## TASKS FOR THIS EXERCISE
• a. List every key that the biomass prediction notebook reads from sql_credentials to build the database connection string.
• b. Reproduce the part of the biomass prediction notebook that opens with the words containing "from PIL import" and closes with "pd.set_option('display.max_rows', 500)", swapping "Pool" for "ThreadPool".

** Start GIVEN TEXT **

# GTSF phase I: biomass prediction

In this notebook, we are forecasting the weights by finding the closest blender model

### Look at the volumes created with blender

Load blender data

In [None]:
import pandas as pd
import matplotlib.pyplot as plt
import numpy as np
import json
import cv2

import glob
import os
import boto3
import tempfile
from sqlalchemy import create_engine, MetaData, Table, select, and_, func
from sqlalchemy.orm import sessionmaker
from sqlalchemy.ext.automap import automap_base
from sklearn.linear_model import LinearRegression
from sklearn.decomposition import PCA
from scipy.stats import norm
import tqdm
import pickle
from itertools import combinations

from PIL import Image, ImageDraw
from multiprocessing import Pool, Manager
import copy
import uuid
from sklearn.preprocessing import StandardScaler

pd.set_option('display.max_rows', 500)





<h1> Get world keypoint coordinates from GTSF data </h1>

In [None]:
aws_credentials = json.load(open(os.environ["AWS_CREDENTIALS"]))
s3_client = boto3.client('s3', aws_access_key_id=aws_credentials["aws_access_key_id"],
                         aws_secret_access_key=aws_credentials["aws_secret_access_key"],
                         region_name="eu-west-1")


sql_credentials = json.load(open(os.environ["SQL_CREDENTIALS"]))
sql_engine = create_engine("postgresql://{}:{}@{}:{}/{}".format(sql_credentials["user"], sql_credentials["password"],
                           sql_credentials["host"], sql_credentials["port"],
                           sql_credentials["database"]))

Session = sessionmaker(bind=sql_engine)

** End GIVEN TEXT **
** Start RECORD EXCERPTS **

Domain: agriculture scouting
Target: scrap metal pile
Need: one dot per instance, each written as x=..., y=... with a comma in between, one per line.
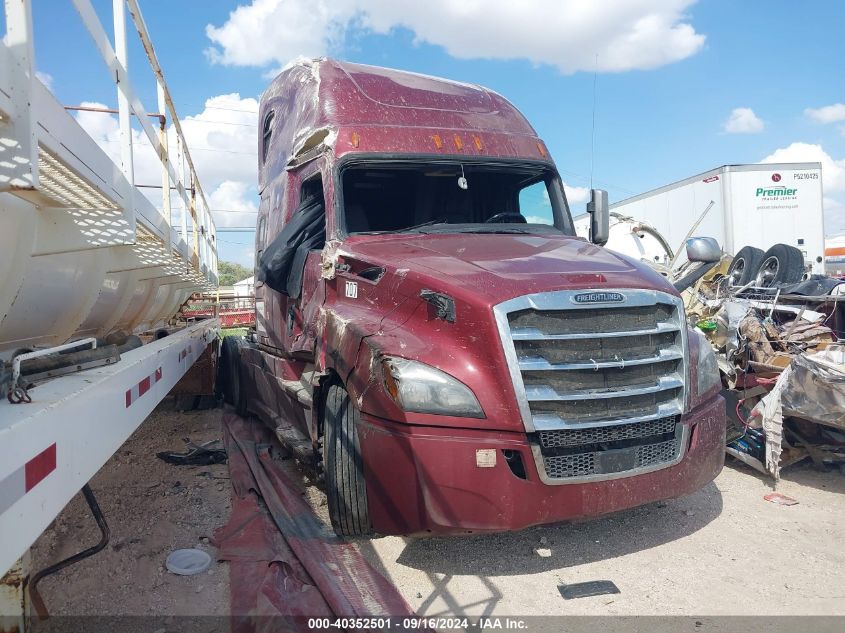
x=776, y=332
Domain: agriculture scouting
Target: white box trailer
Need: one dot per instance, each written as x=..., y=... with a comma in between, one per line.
x=753, y=205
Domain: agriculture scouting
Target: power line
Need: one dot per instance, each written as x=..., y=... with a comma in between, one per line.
x=185, y=121
x=236, y=243
x=208, y=107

** End RECORD EXCERPTS **

## COMPLETE ANSWERS
• a. user, password, host, port, database

• b.
from PIL import Image, ImageDraw
from multiprocessing import ThreadPool, Manager
import copy
import uuid
from sklearn.preprocessing import StandardScaler

pd.set_option('display.max_rows', 500)